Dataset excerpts
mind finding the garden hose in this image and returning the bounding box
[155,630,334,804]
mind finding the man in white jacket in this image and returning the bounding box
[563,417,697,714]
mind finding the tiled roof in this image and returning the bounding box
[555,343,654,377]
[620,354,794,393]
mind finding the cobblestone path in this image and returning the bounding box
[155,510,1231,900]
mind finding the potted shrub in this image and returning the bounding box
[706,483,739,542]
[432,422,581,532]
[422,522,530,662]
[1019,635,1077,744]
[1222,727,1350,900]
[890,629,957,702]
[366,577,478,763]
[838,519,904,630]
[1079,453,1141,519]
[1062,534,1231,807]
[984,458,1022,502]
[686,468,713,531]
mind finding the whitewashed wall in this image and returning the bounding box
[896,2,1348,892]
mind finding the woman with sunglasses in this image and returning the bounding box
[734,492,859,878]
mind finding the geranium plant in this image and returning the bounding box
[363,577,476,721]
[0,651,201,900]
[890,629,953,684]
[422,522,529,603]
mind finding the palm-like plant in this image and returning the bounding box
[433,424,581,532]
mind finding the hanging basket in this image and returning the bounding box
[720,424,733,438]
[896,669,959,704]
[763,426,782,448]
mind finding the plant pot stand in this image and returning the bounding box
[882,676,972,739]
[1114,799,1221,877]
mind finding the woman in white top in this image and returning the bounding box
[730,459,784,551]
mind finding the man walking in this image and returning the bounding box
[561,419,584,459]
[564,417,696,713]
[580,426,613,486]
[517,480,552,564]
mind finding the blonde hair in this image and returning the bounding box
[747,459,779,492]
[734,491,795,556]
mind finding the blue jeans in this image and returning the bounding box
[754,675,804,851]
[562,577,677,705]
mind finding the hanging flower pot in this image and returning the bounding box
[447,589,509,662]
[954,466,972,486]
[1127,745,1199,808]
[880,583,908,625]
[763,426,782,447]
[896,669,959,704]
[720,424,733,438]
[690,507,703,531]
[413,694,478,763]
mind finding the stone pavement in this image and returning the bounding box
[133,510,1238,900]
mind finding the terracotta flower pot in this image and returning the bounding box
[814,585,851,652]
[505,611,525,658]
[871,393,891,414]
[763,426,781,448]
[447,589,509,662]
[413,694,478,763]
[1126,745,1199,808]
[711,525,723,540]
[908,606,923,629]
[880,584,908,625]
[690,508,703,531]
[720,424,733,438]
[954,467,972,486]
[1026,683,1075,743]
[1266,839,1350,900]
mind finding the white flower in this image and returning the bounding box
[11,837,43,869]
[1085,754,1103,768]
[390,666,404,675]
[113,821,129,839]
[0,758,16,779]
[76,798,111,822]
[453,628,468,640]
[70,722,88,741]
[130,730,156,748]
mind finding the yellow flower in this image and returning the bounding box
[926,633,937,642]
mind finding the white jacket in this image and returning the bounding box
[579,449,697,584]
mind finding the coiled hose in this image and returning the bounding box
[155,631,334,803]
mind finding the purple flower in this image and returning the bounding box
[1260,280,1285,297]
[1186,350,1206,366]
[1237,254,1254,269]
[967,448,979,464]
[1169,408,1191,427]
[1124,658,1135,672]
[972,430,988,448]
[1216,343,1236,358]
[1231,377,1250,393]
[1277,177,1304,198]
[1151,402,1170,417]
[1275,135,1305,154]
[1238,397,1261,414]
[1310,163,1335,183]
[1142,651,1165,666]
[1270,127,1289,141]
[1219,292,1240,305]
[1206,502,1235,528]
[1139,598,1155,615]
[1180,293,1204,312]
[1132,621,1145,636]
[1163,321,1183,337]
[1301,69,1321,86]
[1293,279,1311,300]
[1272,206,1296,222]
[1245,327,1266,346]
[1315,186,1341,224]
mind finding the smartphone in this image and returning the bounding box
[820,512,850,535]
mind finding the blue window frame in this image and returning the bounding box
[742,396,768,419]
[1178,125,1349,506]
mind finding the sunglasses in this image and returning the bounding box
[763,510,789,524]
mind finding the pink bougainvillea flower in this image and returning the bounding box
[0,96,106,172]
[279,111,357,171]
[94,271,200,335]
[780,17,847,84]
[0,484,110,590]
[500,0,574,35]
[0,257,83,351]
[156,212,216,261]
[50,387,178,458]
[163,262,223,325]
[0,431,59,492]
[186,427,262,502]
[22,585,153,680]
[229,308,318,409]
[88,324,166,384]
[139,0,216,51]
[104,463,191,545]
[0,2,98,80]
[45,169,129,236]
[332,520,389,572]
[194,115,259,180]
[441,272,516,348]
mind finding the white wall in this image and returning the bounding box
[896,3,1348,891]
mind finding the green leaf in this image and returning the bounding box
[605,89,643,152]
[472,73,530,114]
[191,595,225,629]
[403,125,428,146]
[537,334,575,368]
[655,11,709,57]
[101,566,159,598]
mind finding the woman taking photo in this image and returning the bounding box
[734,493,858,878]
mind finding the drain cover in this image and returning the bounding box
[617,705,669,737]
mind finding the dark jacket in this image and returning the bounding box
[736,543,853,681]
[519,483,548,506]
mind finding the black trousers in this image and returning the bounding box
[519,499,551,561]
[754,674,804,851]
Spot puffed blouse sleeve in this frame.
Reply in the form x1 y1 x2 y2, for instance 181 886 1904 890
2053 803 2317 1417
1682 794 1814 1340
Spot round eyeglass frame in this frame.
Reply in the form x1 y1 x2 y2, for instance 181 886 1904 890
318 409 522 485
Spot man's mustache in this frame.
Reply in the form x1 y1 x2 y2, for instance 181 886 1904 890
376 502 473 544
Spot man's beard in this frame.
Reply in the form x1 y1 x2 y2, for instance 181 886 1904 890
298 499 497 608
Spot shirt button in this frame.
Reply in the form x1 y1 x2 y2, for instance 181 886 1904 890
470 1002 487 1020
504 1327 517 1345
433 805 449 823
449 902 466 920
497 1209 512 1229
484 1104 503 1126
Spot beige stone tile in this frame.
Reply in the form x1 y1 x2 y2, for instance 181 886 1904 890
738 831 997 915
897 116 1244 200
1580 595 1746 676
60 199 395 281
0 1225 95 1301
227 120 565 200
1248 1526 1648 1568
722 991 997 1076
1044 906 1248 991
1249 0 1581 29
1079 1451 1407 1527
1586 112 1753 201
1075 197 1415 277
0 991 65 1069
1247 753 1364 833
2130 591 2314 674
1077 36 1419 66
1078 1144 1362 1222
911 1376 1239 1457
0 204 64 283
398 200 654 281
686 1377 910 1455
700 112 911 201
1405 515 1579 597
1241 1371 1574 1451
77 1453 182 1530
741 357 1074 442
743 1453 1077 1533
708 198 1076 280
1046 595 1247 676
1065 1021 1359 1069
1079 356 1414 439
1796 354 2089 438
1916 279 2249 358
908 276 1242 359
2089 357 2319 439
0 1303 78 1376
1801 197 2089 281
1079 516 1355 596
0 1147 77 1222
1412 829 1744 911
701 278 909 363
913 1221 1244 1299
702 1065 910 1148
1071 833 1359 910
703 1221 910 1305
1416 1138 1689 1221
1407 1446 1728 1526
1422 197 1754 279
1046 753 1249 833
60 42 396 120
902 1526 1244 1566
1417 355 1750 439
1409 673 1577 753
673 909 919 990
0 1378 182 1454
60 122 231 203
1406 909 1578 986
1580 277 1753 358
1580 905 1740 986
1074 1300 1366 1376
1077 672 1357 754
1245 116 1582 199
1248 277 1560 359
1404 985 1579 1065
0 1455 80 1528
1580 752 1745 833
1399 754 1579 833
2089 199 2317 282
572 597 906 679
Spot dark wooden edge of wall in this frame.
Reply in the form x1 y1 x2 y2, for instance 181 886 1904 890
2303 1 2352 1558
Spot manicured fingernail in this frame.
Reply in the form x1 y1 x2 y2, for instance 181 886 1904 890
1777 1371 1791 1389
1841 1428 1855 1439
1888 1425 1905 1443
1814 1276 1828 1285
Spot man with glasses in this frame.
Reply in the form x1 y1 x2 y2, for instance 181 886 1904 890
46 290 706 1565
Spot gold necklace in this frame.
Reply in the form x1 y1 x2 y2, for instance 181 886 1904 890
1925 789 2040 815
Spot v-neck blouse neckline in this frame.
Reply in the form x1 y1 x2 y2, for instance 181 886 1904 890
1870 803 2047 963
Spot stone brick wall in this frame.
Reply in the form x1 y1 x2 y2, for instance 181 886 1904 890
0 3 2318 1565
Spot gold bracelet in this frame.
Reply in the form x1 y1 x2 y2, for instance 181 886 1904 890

**Problem:**
Among the lines above, count those that include the word "gold". Give only the result.

**Reply to the exercise:**
2